- [ENTRIES PROVIDED]:
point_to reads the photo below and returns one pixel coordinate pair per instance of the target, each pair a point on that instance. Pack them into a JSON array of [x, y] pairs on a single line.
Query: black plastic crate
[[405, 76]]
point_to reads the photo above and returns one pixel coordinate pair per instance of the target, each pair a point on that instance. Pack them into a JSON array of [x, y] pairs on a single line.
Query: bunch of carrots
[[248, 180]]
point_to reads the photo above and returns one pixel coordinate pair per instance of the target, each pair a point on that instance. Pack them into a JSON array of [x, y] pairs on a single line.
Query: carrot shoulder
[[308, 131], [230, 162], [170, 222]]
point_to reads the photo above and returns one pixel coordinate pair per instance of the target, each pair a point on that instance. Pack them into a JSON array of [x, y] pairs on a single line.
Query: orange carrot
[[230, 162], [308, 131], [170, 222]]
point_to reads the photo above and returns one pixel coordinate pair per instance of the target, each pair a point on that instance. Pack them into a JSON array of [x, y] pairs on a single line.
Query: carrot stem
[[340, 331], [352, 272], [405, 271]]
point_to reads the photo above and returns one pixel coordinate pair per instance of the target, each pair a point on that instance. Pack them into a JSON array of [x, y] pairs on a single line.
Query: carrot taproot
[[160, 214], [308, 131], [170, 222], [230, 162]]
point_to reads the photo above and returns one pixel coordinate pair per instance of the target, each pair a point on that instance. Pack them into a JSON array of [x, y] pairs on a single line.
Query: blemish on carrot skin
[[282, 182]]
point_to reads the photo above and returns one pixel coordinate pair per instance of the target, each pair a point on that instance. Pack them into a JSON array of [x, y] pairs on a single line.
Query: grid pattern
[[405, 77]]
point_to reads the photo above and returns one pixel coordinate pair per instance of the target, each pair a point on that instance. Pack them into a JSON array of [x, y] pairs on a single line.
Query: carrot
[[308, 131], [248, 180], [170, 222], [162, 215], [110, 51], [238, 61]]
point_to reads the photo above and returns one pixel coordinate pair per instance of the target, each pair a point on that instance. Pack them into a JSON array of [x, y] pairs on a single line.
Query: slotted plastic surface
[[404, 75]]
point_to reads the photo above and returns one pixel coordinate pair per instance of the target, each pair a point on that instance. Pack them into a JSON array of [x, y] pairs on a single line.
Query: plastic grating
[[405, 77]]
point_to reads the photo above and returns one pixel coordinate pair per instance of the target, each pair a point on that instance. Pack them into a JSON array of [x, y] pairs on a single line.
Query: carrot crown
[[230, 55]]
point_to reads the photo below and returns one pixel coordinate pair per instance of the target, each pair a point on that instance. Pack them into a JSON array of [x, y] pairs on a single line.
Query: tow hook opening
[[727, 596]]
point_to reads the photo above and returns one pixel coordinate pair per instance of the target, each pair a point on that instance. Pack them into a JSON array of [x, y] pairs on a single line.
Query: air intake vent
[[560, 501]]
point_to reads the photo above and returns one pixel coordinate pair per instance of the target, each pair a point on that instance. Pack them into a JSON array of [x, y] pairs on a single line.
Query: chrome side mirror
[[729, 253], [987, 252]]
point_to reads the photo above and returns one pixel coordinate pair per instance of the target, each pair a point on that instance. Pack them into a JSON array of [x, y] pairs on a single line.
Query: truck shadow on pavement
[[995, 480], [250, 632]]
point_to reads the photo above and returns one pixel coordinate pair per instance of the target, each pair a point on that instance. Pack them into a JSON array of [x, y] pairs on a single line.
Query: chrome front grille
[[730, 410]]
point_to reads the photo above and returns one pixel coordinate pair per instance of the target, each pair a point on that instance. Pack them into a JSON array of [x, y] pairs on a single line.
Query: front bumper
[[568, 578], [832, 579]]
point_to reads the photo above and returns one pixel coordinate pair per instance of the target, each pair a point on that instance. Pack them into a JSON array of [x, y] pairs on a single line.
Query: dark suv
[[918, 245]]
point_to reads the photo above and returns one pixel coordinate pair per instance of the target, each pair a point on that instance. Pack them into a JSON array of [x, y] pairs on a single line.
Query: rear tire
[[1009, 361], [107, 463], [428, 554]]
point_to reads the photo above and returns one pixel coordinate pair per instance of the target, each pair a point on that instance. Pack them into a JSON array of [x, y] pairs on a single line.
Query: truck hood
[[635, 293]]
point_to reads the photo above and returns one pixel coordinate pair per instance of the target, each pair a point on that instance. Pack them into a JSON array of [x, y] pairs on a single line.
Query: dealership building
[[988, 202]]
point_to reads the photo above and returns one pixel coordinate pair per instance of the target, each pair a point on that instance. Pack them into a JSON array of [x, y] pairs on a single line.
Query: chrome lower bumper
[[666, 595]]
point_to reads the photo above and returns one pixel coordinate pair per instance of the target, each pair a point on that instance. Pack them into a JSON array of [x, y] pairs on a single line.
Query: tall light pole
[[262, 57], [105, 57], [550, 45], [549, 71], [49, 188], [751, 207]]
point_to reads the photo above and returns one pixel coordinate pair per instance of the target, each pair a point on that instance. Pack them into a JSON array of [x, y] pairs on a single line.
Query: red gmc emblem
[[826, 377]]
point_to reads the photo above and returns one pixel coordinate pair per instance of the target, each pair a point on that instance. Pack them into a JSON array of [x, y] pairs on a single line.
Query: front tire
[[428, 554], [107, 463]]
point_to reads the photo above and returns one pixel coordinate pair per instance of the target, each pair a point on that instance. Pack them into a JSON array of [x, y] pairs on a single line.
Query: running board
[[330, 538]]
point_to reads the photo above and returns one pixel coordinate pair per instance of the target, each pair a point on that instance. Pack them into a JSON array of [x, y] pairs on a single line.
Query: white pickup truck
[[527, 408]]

- [AIM OF THE TASK]: Extract the data exactly as given.

- [EXERCISE SOLUTION]:
point_to reads the photo below and returns one pixel coordinate pair per instance of the target, each pair a point on that instance. Pack them into a JSON array of [x, y] pairs on a single line.
Query: black plastic crate
[[405, 76]]
point_to reads the photo above and returns one pixel coordinate pair per instance of the target, each pair a point on that instance. Pack them into a JSON array of [x, y] pairs on a single line.
Query: bunch of carrots
[[248, 180]]
point_to reads the photo above and returns one pixel coordinate pair per instance of the target, each pair a point on that instance. Pack them into a JSON array of [x, y] pairs on a single line.
Query: carrot shoulder
[[308, 131], [230, 162], [170, 222]]
point_to reads the photo above and returns one pixel coordinate pair per instance of the target, each pair a point on that instance. Pack them into a JSON array of [x, y] pairs on a single line.
Query: orange carrot
[[230, 162], [308, 131], [170, 222]]
point_to reads the photo above and returns one pixel coordinate pair per instance of the target, each pair a point on that instance. Pack them into a JSON array of [x, y] pairs on a single line.
Query: carrot stem
[[340, 331], [352, 272], [405, 271]]
point_to reads the photo above and returns one pixel coordinate pair per instance of the target, each pair a point on that instance. Pack them into a JSON array of [x, y] pairs on a single line.
Query: carrot taproot
[[160, 214], [308, 131], [170, 222], [230, 162]]
point_to reads the photo above and returns one pixel coordinate pair per instance of the target, each pair a point on that instance. Pack them into a JSON array of [x, y] pairs on a single line.
Query: blemish on carrot skin
[[282, 182]]
point_to reads the photo above and returns one pixel coordinate pair per instance of the target, each pair a point on that instance. Pack them into a JSON array of [x, y] pairs on a single line.
Query: grid pattern
[[405, 77]]
point_to reads the photo above and returns one pixel coordinate pair per instance of the target, each pair a point on that instance. Pack them into a JSON array of [x, y] pairs on a single line.
Query: carrot
[[308, 131], [248, 180], [170, 222], [162, 215], [110, 51], [238, 61]]
point_to reads the photo above and returns one pixel coordinate pair per instance of the target, each pair a point on that instance. Pack them into a JSON array of [x, y] pairs on a single line.
Query: slotted plastic surface
[[404, 75]]
point_to reads the photo above and returns one pixel coordinate pair per instance of the target, each pair a point on that instance. Pack them into a JSON array of [x, y] pairs on a single line.
Query: plastic grating
[[405, 77]]
point_to reads the photo above and returns one pixel coordinate pair per instance of the target, each pair a point on that instance. Pack them into a JSON array of [x, y] pairs on a single line.
Query: carrot crown
[[230, 55]]
point_to reads the photo below and returns one pixel coordinate pair per instance of the target, each pair a point on that instance. Pack them into a JSON array of [x, y] pairs on a single line.
Query: tow hook opening
[[727, 596]]
point_to reads the photo above and returns one pixel coordinate pair per instance of the target, each pair a point on that instance. Pack them into a JSON array of [x, y] pairs on a single line.
Query: air intake vent
[[560, 501]]
point_to reads the photo above and returns one pixel coordinate pair per instance of the target, each pair a point on that instance. Pack them into a JSON array of [x, y] pairs on a single line.
Query: chrome side mirror
[[729, 253], [987, 252]]
point_to reads the photo above and returns one pixel coordinate pair per instance of the target, each pair a point on that instance. Pack them into a JSON array of [x, y] pairs on a single line.
Query: truck shadow on pavement
[[995, 480], [250, 632]]
point_to reads the photo above and returns one pixel coordinate pair per instance of the target, each pair a point on that instance. Pack them into a JSON array of [x, y] pairs on a single line.
Query: chrome front grille
[[730, 410]]
point_to reads the photo above and returns one pixel coordinate pair per instance of the target, each pair a point on that instance. Pack them into a JSON array of [x, y] pairs on a single line.
Query: front bumper
[[568, 578], [832, 579]]
point_to reads the photo above and returns one pixel coordinate pair per instance of the target, each pair a point on that instance. Pack them into a JSON array of [x, y] pairs on a single line.
Query: dark suv
[[918, 245]]
point_to reads the photo above and returns one pixel coordinate pair per instance of the target, each pair a point on that instance. Pack them into a JSON array of [x, y] pairs on a single line.
Query: rear tire
[[1009, 361], [107, 463], [428, 554]]
point_to reads the photo above and returns one pixel coordinate pair per instance of the target, each pair a point on that instance. Pack them into a JSON array of [x, y] pairs on a single line.
Query: truck hood
[[635, 293]]
point_to reads the photo above and returns one pixel coordinate pair per instance of the target, each pair a point on that instance. Pack them into a JSON array of [x, y] pairs on a single line.
Query: dealership building
[[988, 202]]
point_to reads the photo above and returns one pixel coordinate pair per instance of the target, each pair a point on that instance. Pack them into a JSON array of [x, y] pairs on a single line.
Query: chrome lower bumper
[[666, 595]]
point_to reads the photo above and returns one pixel coordinate pair per instance of the target, each pair a point on that instance. Pack them into a JSON array of [x, y] pairs on a single line.
Query: tall light pole
[[262, 57], [105, 57], [550, 45], [549, 71], [49, 188], [751, 207]]
point_to reads the photo above and returns one pixel coordinate pair per instance of the target, each pair a point on that instance. Pack them into a JSON array of [x, y] pairs on a single line.
Query: red gmc emblem
[[826, 377]]
point_to reads the photo above and returns one pixel coordinate pair per instance of the target, each pair a point on that instance. Pack them into a JSON array of [x, y] pairs on a single line.
Query: front tire
[[428, 554], [107, 463]]
point_to reads the photo above and returns one pixel coordinate pair per instance of the target, each pair a point on that instance. Pack them into a JSON array of [x, y] pairs on a single line.
Query: running board
[[330, 538]]
point_to reads the photo above and returns one pixel coordinate pair per instance of the target, each pair a point on that instance. Pack them into a JSON array of [x, y] pairs on a single line.
Query: white pickup truck
[[527, 408]]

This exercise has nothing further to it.